== Aim of the exercise ==
Add 143 to both coordinates of every answer point, starting at the line that contains "Can you find the white" and ending after the final line of the material. Copy each line in that span in order and change nothing except those coordinate values.
─── Records supplied
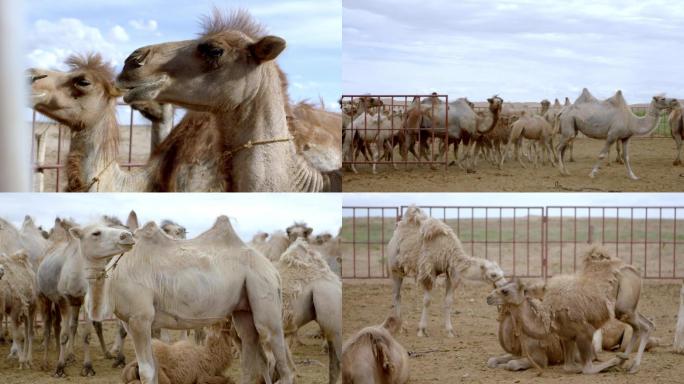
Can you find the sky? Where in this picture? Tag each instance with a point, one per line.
(251, 212)
(520, 49)
(115, 28)
(521, 199)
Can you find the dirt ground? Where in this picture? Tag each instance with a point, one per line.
(310, 360)
(463, 358)
(651, 160)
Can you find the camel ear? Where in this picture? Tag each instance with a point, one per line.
(267, 49)
(76, 233)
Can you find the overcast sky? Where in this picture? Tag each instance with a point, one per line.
(251, 212)
(115, 28)
(523, 50)
(521, 199)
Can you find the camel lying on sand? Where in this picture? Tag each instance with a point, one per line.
(230, 71)
(186, 363)
(373, 356)
(18, 302)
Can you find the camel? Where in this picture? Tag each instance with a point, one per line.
(187, 160)
(230, 72)
(18, 302)
(464, 123)
(187, 363)
(610, 119)
(62, 280)
(271, 246)
(676, 121)
(312, 292)
(678, 344)
(244, 285)
(373, 356)
(161, 117)
(441, 252)
(534, 128)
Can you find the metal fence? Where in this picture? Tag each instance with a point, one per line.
(383, 132)
(535, 242)
(41, 138)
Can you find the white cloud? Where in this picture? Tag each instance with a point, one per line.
(142, 25)
(118, 34)
(50, 42)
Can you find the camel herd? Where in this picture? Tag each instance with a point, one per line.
(566, 319)
(373, 130)
(241, 132)
(151, 278)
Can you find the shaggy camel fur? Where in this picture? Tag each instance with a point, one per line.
(63, 286)
(441, 252)
(186, 363)
(373, 356)
(611, 120)
(676, 120)
(18, 302)
(230, 72)
(271, 246)
(312, 292)
(187, 160)
(678, 344)
(534, 128)
(150, 287)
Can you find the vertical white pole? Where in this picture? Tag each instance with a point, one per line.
(15, 133)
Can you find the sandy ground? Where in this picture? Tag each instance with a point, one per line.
(463, 358)
(651, 160)
(310, 360)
──────
== Full solution ==
Can you find the white cloud? Where in this picture? Tag each instance with a point, one per line.
(285, 168)
(261, 177)
(193, 185)
Can you find the camel herd? Where in this picture? Tag each instance with a point, one per line.
(709, 462)
(516, 273)
(384, 275)
(294, 421)
Can you find the shaggy camel fur? Where in this picture? Tag each instance with a point, one per line.
(206, 429)
(584, 395)
(329, 506)
(516, 499)
(754, 263)
(819, 263)
(161, 445)
(373, 215)
(414, 389)
(455, 435)
(330, 303)
(821, 487)
(677, 271)
(293, 430)
Can you find the vertical white pole? Where in this picture? Tag each instance with a point, one per line.
(158, 276)
Can you find the sandy ground? Where in this picture? Tag each instance with a point, one per line.
(606, 501)
(794, 303)
(453, 503)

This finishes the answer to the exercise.